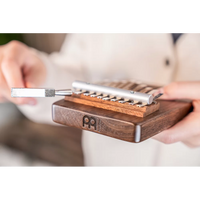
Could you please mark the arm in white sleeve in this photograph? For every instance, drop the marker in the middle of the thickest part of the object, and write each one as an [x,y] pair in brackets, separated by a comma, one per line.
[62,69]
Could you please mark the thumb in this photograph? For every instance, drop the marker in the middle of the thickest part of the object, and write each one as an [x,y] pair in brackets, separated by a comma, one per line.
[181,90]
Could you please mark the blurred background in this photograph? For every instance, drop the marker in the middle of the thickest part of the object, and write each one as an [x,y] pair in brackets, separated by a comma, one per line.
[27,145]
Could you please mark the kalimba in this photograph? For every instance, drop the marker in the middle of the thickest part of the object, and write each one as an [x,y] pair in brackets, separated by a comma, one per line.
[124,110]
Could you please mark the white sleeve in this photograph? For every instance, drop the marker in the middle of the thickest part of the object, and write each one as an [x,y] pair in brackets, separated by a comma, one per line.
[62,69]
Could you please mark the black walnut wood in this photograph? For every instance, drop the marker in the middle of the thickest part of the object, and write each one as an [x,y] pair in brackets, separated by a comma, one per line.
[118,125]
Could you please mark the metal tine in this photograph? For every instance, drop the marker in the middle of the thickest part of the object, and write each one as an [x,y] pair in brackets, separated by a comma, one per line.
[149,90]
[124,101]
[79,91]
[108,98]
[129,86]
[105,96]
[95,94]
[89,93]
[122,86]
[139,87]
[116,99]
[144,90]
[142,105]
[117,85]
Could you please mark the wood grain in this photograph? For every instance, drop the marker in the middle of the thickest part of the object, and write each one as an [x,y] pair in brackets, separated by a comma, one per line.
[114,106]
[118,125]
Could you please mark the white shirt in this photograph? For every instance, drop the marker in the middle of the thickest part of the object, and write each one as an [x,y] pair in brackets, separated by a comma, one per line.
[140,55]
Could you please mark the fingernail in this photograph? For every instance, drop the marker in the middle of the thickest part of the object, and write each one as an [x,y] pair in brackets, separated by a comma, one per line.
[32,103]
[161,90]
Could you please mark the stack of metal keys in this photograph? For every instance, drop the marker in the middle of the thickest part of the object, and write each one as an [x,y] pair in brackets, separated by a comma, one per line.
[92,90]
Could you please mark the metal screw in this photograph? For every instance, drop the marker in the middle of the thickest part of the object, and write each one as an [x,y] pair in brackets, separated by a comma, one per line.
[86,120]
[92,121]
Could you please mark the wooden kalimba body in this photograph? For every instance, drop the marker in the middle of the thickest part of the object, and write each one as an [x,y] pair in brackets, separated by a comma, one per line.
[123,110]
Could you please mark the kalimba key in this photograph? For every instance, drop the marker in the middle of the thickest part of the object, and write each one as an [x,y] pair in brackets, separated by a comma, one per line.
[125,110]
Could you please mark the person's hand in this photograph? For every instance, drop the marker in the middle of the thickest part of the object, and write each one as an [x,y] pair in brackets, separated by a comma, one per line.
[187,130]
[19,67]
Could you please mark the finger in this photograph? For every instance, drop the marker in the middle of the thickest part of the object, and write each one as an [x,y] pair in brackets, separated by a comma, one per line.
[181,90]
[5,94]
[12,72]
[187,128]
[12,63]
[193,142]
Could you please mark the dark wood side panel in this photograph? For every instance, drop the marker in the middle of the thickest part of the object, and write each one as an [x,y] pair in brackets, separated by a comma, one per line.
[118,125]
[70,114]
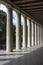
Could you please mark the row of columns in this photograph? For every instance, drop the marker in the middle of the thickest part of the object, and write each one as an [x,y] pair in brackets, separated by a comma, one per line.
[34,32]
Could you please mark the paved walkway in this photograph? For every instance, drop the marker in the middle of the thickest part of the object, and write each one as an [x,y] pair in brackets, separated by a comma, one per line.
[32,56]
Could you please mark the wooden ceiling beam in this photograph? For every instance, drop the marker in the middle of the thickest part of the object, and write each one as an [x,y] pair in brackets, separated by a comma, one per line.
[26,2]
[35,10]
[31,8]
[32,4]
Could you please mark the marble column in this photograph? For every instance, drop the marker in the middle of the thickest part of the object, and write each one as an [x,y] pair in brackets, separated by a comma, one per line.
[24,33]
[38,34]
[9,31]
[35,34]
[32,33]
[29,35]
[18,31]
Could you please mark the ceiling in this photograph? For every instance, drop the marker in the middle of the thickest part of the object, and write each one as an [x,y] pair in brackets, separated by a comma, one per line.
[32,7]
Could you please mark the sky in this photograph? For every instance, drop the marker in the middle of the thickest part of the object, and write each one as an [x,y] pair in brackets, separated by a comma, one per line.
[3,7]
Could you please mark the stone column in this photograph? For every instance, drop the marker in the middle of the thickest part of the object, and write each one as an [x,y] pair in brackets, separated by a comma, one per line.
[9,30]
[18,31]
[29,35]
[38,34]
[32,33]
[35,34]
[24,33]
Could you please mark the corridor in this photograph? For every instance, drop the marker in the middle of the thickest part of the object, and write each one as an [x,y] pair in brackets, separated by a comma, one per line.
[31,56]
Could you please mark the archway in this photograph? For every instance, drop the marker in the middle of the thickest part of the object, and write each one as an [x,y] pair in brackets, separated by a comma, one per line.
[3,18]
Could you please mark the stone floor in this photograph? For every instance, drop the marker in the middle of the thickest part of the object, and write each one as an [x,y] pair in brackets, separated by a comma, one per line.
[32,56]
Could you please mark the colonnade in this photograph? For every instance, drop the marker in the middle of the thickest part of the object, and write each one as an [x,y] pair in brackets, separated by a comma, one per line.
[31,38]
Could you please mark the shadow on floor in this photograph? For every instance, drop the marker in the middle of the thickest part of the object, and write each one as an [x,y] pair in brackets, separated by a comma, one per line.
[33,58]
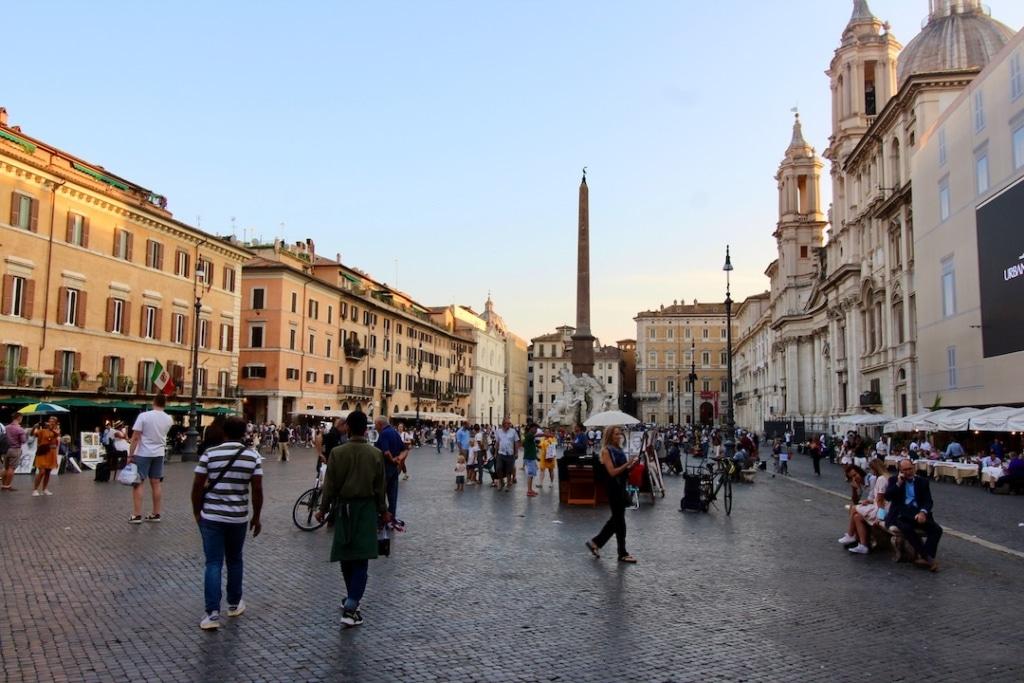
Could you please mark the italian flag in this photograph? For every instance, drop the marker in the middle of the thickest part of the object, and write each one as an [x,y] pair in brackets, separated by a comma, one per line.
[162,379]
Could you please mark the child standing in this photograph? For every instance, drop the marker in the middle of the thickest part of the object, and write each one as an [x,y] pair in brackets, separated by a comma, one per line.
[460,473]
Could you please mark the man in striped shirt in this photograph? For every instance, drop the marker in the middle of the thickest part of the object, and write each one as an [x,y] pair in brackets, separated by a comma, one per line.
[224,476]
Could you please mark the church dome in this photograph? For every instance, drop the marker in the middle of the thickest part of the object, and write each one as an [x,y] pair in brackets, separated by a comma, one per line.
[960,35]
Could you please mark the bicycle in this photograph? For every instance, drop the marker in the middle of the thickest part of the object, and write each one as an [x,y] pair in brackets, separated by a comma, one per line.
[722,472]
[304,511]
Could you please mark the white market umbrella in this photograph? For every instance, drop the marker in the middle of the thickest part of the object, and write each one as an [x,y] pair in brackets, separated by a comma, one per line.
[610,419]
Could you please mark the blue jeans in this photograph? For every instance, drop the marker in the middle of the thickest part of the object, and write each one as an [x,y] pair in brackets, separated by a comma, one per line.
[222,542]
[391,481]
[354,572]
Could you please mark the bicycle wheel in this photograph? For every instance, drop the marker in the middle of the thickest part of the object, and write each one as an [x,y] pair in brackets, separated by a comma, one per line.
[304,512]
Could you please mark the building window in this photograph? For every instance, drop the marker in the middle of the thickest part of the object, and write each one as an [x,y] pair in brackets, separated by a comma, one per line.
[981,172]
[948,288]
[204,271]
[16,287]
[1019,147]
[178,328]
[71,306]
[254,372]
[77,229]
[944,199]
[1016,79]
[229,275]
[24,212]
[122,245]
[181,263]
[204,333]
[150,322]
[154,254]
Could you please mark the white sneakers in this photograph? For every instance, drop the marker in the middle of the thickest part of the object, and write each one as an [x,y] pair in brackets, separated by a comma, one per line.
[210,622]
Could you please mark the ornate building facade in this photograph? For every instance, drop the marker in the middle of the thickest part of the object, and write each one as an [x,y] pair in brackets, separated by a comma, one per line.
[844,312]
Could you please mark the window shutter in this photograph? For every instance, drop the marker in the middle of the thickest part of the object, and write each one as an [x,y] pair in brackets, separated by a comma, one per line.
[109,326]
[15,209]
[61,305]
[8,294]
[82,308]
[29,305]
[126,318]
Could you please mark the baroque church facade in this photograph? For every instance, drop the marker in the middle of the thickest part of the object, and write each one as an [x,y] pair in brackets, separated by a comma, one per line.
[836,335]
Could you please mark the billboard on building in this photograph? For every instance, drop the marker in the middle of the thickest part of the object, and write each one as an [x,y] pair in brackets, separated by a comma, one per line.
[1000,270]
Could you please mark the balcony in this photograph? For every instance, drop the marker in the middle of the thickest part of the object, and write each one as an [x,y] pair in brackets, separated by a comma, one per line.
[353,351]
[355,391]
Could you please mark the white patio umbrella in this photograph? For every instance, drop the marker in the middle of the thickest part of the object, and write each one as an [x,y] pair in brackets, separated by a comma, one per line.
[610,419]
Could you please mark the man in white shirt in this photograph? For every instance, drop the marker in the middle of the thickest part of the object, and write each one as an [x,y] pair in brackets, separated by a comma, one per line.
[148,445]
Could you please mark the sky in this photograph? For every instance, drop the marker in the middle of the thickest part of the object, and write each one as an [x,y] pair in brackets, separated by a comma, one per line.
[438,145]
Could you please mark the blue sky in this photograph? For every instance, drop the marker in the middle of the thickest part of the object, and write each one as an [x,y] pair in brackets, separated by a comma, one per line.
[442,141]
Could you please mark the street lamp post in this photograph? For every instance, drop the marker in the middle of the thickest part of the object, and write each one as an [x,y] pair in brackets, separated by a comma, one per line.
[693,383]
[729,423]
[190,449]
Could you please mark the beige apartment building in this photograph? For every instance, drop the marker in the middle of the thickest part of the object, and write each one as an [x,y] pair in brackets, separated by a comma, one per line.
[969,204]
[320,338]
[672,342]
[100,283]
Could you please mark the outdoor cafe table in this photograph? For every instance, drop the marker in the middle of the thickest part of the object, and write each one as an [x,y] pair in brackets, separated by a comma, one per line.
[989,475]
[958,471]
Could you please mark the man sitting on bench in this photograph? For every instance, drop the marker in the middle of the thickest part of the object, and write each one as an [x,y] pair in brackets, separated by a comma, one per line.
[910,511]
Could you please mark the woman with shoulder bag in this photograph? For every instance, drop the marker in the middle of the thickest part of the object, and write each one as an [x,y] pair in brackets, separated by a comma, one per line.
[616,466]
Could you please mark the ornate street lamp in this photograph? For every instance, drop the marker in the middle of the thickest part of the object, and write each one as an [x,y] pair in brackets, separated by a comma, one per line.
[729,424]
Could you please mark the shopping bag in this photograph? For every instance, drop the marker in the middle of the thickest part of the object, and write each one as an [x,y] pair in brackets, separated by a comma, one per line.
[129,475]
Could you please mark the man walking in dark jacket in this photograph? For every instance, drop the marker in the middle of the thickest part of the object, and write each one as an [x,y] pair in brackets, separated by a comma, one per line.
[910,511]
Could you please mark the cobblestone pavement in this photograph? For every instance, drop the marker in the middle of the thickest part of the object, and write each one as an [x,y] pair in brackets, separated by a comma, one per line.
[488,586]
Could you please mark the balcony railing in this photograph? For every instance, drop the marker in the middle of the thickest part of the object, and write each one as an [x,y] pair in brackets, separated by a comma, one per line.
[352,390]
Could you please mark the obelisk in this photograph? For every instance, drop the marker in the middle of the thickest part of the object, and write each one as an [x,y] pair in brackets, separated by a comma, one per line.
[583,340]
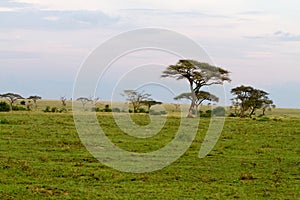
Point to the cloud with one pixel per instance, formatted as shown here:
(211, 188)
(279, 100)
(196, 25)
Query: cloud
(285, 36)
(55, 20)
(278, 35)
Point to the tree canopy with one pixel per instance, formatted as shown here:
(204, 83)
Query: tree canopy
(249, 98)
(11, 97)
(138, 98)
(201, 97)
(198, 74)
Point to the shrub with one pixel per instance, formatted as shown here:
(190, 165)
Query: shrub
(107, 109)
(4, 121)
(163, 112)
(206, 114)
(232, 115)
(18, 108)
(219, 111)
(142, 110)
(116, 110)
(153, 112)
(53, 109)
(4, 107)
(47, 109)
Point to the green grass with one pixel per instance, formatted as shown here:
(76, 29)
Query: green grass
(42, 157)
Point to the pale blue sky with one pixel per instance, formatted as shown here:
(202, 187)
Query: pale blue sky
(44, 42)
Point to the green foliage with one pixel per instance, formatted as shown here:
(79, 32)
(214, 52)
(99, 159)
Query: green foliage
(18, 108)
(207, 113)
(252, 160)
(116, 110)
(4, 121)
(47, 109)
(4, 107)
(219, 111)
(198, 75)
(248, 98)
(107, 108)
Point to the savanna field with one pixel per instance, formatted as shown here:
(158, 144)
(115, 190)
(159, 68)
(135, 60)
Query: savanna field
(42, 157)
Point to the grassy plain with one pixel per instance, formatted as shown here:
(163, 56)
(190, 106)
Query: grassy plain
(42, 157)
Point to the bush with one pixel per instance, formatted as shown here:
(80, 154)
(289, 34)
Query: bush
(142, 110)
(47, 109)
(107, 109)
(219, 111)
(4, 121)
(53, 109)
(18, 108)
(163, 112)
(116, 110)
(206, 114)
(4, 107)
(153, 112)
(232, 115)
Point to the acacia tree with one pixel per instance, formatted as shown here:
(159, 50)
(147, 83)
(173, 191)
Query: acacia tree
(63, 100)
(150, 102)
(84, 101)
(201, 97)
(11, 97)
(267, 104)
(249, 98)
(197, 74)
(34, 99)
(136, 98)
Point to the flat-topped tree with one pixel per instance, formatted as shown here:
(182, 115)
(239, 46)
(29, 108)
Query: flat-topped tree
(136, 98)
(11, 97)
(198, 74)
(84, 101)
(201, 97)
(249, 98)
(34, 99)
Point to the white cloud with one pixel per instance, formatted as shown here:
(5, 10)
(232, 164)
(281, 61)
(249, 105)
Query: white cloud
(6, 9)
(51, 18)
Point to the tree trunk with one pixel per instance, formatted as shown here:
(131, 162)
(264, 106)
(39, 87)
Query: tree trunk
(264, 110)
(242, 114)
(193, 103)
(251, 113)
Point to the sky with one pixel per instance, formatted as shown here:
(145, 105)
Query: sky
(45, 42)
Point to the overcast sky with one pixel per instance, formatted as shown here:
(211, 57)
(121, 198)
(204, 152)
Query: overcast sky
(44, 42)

------------------------------------------------

## WHAT YOU NEED TO DO
Starting at the line that contains "Point to the tree trunk", write out every line through the end of the entries, exactly and with nothing added.

## OUTPUT OF THE EXERCISE
Point to the tree trunk with one pixel per instance, formatted as shown here:
(131, 162)
(264, 106)
(39, 87)
Query: tree trunk
(264, 110)
(242, 114)
(193, 103)
(251, 113)
Point to the sky with one pixel per instance, formatted as shown here:
(145, 105)
Query: sky
(45, 42)
Point to the overcast sky with one pixel per instance, formatted as shown here:
(211, 57)
(121, 198)
(204, 152)
Query: overcast sky
(44, 42)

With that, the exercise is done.